Extracted records:
-- Begin --
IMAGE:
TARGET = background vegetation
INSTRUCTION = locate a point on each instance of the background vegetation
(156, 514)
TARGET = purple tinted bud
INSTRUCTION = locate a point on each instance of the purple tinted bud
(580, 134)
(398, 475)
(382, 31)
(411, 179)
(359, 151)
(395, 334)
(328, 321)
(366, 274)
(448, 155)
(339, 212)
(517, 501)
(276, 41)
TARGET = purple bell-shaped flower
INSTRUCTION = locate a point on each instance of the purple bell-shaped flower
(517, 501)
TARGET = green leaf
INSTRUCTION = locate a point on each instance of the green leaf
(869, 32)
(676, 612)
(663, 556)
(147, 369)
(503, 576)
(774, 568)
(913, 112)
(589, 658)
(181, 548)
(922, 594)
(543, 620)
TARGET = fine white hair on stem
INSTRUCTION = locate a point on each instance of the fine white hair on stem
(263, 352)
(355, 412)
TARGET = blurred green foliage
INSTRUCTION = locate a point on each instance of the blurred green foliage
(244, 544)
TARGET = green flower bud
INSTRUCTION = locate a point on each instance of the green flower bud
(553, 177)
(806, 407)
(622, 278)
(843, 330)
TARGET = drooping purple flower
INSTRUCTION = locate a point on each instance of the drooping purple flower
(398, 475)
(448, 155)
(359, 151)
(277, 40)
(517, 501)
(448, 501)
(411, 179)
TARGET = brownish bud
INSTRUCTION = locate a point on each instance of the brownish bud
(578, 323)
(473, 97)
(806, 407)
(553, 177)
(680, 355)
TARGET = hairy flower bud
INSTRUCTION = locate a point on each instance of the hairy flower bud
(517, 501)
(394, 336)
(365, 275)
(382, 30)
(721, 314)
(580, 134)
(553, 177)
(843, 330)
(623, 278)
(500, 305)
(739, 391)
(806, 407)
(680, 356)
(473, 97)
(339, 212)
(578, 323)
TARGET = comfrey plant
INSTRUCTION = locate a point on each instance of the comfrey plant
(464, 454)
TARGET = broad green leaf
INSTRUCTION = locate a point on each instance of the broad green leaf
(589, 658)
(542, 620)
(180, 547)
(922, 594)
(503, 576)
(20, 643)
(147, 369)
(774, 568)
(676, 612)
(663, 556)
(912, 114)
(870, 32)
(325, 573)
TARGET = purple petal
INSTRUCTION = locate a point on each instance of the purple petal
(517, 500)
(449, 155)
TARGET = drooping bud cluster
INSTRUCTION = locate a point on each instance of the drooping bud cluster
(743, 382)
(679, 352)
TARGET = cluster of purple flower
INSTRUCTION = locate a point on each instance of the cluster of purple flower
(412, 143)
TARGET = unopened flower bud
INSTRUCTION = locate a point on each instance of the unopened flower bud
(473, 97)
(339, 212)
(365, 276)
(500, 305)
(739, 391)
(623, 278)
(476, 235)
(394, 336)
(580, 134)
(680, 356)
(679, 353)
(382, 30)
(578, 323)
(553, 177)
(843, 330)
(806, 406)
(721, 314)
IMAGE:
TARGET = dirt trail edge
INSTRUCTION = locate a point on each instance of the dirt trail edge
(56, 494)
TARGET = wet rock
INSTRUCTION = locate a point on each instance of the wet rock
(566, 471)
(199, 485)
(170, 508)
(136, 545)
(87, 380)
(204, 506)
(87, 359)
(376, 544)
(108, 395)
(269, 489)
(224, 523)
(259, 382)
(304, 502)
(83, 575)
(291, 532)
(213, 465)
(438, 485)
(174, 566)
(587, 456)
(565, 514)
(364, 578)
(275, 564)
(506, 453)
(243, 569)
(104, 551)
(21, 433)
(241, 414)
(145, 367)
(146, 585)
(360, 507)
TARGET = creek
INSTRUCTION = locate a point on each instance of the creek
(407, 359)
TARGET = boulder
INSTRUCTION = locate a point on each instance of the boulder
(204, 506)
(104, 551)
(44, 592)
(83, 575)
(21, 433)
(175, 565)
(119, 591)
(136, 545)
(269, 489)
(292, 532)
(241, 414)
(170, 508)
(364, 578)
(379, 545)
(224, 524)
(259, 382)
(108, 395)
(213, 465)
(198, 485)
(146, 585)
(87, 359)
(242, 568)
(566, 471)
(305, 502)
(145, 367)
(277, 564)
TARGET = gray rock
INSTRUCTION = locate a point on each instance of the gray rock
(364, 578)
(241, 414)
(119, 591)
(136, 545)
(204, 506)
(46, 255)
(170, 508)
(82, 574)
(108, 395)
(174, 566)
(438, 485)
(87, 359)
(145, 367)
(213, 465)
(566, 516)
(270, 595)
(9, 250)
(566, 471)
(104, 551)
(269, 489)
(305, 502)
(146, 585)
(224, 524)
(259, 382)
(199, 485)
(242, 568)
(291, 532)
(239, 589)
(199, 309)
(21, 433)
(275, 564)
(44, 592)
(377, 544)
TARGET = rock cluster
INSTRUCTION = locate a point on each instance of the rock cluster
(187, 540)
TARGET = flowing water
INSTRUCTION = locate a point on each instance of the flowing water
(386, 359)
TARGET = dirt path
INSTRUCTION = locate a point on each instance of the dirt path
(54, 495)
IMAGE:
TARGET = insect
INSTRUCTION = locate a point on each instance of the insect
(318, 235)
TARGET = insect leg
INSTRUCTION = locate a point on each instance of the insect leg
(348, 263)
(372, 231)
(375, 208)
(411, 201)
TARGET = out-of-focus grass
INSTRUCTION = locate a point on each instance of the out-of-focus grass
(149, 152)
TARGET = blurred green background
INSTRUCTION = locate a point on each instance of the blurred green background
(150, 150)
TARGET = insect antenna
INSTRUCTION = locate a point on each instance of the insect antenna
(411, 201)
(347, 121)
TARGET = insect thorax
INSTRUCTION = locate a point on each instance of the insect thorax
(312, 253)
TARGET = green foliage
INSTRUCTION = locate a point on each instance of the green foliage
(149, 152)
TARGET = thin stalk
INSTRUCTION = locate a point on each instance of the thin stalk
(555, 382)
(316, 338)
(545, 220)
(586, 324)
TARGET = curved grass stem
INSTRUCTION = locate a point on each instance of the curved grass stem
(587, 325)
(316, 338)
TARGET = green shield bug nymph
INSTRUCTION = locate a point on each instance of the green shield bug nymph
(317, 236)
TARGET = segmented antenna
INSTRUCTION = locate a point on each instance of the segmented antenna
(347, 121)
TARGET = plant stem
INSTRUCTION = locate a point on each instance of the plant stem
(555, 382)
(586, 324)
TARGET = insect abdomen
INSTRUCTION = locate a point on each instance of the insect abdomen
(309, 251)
-- End --
-- Begin --
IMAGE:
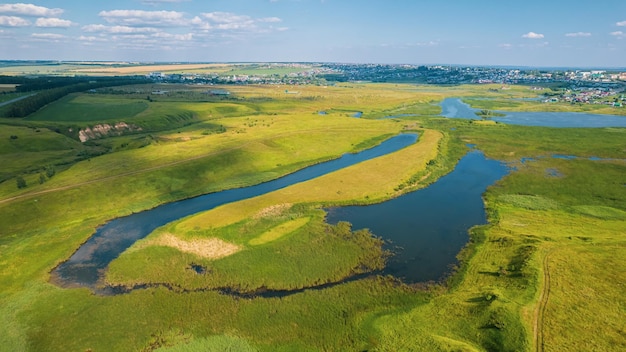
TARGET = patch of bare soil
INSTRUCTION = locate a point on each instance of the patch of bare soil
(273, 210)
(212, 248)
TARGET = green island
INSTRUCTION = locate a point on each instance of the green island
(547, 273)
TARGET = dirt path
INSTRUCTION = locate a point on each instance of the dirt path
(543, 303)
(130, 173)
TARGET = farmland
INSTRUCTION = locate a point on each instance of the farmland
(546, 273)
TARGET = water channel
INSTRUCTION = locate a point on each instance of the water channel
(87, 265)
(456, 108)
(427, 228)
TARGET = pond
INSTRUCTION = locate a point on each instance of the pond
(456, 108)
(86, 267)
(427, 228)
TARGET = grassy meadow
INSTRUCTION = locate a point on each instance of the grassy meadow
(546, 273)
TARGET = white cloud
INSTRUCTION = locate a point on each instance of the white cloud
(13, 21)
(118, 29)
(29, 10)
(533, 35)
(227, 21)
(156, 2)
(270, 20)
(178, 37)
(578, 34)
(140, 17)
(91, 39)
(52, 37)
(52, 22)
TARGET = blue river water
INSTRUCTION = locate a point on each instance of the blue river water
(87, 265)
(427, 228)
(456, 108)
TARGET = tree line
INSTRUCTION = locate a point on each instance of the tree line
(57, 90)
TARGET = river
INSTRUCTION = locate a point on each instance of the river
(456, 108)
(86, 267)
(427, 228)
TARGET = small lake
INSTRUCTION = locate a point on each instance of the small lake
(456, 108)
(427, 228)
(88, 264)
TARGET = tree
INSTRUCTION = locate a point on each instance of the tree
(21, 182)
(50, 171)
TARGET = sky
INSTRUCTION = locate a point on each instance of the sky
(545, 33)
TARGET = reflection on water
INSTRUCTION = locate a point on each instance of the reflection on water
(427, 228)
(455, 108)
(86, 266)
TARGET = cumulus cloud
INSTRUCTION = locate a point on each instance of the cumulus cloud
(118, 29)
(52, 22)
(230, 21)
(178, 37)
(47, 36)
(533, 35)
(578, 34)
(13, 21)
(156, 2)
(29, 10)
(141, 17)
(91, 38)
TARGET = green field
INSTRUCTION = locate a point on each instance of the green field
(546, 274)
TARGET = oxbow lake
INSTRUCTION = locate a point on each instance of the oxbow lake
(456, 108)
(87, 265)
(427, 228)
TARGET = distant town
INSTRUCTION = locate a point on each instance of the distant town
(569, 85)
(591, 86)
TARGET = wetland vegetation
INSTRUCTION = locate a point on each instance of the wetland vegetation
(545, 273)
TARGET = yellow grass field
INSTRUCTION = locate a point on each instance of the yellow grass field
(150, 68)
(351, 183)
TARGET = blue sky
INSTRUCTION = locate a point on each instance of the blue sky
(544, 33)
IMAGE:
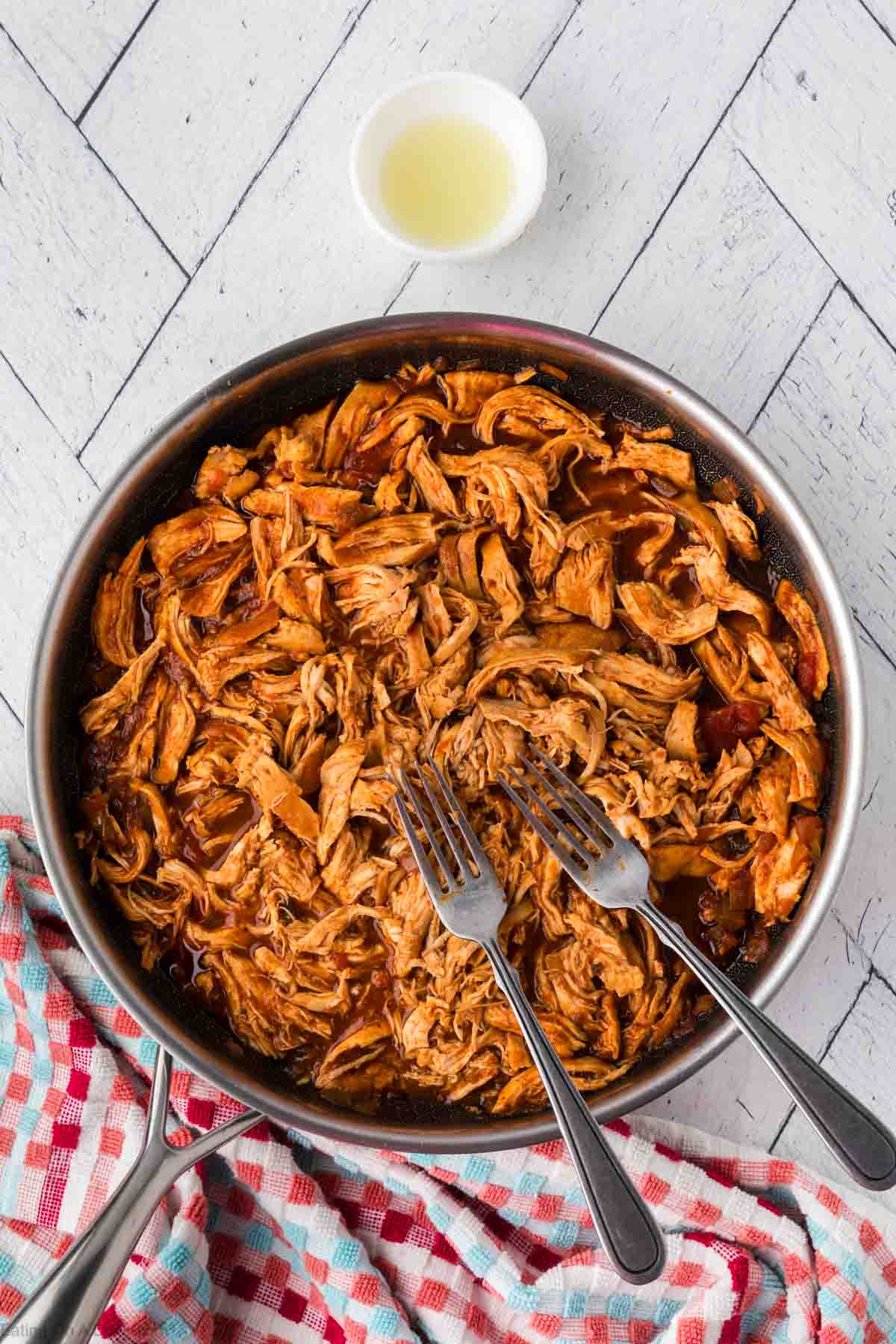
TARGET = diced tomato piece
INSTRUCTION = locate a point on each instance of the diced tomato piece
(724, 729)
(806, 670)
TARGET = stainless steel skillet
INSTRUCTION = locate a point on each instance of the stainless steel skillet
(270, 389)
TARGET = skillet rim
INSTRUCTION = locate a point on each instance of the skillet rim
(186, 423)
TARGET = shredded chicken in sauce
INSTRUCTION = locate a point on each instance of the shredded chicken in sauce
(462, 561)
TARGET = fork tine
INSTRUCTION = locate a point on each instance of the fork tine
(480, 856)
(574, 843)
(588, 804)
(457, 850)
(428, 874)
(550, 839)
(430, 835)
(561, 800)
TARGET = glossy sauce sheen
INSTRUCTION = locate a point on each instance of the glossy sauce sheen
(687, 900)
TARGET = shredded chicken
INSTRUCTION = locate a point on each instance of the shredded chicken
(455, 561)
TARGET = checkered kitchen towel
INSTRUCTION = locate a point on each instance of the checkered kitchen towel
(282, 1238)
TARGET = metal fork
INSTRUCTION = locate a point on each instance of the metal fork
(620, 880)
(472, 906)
-- End --
Problem> Return each line of the records above that contains the word "flower". Treat matches as case-sensitive.

Correct response>
TARGET = purple bell-shaped flower
INSTRUCTION = locate a point on each instance of the purple bell-shaped flower
TARGET = green flower bud
INSTRUCTION = locate a point on each instance of the green flower bud
TARGET = drooping purple flower
INSTRUCTION = locate a point on each instance of the drooping purple flower
TARGET = hairy flower bud
INSTRUCTION = locate a point on each instance of the hairy flower bud
TARGET = cluster of purple flower
INSTRUCTION = locate a point on each instance of the cluster of purple flower
TARGET = unopened flower bud
INSTRUCTION = locate a point on each instance of the unopened flower bud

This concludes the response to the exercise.